Source material:
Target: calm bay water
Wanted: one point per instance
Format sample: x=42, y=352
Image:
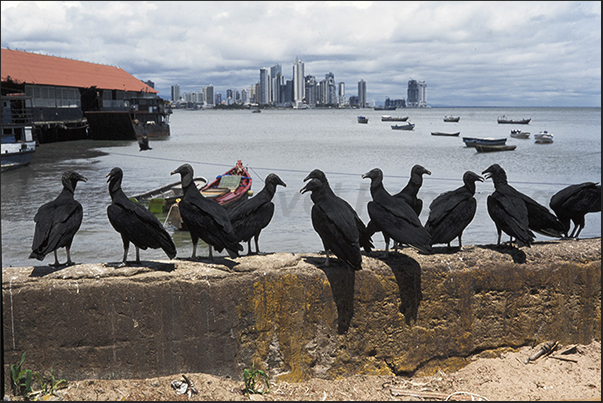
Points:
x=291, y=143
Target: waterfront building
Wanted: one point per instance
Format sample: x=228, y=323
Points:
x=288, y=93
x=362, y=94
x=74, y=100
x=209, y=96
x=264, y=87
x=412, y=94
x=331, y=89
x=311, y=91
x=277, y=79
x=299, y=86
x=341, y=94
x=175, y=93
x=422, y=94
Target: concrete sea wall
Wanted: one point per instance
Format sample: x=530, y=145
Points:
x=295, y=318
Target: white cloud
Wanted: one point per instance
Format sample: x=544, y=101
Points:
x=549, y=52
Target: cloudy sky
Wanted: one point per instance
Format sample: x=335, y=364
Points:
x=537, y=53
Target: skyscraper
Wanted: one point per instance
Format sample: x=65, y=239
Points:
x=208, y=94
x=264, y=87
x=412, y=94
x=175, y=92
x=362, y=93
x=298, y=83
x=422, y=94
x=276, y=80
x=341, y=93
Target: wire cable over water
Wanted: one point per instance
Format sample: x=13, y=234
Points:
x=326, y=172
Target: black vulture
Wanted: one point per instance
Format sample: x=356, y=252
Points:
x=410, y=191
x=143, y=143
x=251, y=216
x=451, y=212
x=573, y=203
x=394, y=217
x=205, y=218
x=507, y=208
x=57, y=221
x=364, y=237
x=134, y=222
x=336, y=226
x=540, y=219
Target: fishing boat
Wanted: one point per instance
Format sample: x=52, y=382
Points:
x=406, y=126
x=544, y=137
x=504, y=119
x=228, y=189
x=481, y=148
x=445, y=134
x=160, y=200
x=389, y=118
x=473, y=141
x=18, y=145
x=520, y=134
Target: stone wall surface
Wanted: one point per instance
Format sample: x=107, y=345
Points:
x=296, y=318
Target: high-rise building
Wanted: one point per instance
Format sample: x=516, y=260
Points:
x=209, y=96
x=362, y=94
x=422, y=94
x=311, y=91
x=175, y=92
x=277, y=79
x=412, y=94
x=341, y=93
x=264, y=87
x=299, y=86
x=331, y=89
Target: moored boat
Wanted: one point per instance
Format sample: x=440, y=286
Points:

---

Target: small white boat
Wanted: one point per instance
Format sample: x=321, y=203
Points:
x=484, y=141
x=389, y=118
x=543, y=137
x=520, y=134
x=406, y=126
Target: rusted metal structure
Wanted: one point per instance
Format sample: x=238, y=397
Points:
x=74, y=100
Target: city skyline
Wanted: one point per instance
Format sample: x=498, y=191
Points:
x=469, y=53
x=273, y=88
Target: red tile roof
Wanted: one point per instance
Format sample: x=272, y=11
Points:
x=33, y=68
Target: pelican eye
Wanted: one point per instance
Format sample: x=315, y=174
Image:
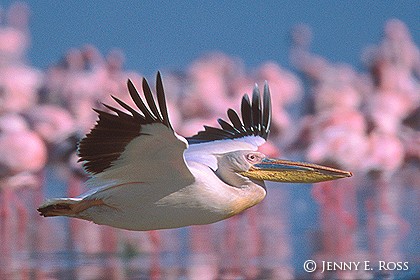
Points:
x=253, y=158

Objective: Please rewrite the entries from the line with "Target: pelican eye" to the line with "x=253, y=158", swapping "pelican eye" for "pelican bill" and leaving everything else unchanged. Leave the pictures out.

Answer:
Target: pelican bill
Wanted: one point per instance
Format sample: x=315, y=174
Image:
Points:
x=253, y=158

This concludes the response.